▶ [Task data]
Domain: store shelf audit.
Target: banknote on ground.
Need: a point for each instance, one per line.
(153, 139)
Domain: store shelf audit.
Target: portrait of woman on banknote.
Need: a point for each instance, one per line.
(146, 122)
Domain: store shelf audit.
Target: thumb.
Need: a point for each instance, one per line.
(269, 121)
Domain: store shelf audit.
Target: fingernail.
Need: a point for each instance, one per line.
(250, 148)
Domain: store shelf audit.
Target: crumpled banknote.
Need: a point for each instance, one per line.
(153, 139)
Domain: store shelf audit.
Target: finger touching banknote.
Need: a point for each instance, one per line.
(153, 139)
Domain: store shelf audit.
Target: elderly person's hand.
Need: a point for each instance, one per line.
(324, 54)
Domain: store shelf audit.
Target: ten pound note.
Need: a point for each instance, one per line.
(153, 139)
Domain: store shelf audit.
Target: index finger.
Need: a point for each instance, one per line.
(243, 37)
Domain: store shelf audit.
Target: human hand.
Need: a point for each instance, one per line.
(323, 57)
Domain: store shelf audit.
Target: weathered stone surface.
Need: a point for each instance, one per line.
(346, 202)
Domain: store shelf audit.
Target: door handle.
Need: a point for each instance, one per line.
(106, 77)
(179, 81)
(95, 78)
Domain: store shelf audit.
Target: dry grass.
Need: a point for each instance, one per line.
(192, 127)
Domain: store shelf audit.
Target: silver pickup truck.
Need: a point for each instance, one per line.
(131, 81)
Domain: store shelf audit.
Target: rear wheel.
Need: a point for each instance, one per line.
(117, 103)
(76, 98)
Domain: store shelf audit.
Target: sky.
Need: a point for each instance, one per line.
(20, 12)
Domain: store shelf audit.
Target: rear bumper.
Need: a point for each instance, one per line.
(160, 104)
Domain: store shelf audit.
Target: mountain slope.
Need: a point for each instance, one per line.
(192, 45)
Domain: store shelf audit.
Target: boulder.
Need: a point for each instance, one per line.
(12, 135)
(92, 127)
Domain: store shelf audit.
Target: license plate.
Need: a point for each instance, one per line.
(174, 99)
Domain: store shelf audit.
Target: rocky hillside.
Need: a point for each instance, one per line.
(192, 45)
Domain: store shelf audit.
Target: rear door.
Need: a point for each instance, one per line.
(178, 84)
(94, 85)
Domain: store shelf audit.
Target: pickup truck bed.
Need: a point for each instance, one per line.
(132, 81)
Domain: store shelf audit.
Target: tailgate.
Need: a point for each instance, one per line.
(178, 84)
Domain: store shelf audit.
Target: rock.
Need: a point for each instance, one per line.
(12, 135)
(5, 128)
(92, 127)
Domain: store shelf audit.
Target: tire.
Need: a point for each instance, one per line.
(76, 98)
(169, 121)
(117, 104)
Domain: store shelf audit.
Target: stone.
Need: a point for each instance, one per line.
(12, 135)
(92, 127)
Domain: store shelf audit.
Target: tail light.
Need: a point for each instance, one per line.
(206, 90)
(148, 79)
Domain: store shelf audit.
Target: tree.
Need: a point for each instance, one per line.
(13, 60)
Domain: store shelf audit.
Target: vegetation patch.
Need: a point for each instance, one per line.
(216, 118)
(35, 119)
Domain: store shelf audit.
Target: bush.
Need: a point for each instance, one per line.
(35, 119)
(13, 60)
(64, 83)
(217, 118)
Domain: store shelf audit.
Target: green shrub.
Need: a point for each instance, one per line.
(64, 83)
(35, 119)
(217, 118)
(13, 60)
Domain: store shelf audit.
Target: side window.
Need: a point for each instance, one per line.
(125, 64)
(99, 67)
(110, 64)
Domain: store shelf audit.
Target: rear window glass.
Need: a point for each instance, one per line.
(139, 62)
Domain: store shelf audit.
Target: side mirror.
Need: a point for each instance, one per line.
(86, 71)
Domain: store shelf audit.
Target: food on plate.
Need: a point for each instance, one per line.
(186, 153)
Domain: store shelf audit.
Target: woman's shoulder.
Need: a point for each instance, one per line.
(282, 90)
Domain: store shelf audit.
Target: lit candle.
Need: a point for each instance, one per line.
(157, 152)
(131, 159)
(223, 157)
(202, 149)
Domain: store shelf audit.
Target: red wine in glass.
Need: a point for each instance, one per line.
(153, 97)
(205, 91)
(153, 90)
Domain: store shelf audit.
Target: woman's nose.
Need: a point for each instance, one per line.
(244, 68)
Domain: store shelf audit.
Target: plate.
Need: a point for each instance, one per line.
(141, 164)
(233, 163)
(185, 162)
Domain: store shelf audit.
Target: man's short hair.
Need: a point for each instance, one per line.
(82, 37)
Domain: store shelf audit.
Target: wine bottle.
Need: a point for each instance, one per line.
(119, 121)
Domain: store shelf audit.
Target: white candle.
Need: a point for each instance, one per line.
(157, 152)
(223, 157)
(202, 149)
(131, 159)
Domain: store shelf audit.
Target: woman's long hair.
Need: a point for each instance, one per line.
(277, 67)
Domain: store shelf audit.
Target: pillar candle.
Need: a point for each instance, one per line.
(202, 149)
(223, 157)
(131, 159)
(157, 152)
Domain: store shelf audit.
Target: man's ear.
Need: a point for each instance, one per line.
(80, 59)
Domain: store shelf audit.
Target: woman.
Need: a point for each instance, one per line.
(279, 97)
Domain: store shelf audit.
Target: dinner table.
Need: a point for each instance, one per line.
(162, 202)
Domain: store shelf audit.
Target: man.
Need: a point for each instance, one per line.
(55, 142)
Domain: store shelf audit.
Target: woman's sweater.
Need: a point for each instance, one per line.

▶ [Exercise requirements] From the beginning of the listing above down to the line with "Target: thumb.", every line should be restated exactly.

▶ [Reply to the task]
Domain: store shelf audit.
Target: banknote on ground.
Need: a point for each instance, one per line.
(153, 139)
Domain: store shelf audit.
Target: portrait of woman on banknote.
Need: a point for each instance, one per line.
(146, 122)
Domain: store shelf audit.
Target: thumb.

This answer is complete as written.